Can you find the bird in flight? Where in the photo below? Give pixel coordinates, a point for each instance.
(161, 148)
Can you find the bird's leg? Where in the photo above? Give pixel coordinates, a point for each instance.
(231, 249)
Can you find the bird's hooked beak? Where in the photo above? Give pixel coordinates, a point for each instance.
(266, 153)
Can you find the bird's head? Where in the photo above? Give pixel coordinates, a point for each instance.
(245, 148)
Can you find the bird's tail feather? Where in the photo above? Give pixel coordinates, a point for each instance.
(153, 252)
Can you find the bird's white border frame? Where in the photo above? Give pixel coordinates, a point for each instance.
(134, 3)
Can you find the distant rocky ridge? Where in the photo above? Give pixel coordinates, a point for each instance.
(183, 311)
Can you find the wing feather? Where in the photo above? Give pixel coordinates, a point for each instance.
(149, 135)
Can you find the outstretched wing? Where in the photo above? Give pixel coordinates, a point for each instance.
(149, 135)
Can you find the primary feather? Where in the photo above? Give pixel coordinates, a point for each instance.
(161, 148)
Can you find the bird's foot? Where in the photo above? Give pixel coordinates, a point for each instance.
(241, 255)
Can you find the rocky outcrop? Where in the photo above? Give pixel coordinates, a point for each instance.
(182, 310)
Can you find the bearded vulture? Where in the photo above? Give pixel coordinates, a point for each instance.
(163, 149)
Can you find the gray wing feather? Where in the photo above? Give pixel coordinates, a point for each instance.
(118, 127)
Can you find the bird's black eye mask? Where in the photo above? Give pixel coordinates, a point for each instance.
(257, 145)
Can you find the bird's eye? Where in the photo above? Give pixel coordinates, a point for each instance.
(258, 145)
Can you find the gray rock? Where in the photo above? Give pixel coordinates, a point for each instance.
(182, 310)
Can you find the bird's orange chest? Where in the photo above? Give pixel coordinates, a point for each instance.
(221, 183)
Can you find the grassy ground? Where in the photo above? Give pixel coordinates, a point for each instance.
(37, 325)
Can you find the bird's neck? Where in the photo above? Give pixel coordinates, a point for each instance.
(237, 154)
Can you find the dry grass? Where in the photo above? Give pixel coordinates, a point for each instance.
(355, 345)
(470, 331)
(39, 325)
* * *
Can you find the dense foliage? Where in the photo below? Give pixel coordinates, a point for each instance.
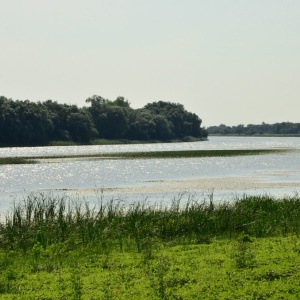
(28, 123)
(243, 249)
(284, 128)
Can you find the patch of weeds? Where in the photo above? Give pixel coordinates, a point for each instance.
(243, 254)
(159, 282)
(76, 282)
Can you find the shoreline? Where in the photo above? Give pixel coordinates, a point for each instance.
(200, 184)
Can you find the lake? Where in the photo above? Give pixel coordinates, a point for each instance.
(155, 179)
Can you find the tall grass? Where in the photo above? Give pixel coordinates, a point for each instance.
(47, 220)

• Exercise: Find every line in the items that contains the word "rocky", matching case, and copy each one in full.

• Solved exercise:
Can you find the distant rocky ridge? Where in the photo above? Give pixel coordinates, a point for each instance.
Can you find the rocky outcrop? Where in the photo above? Give pixel coordinates, a point for each instance.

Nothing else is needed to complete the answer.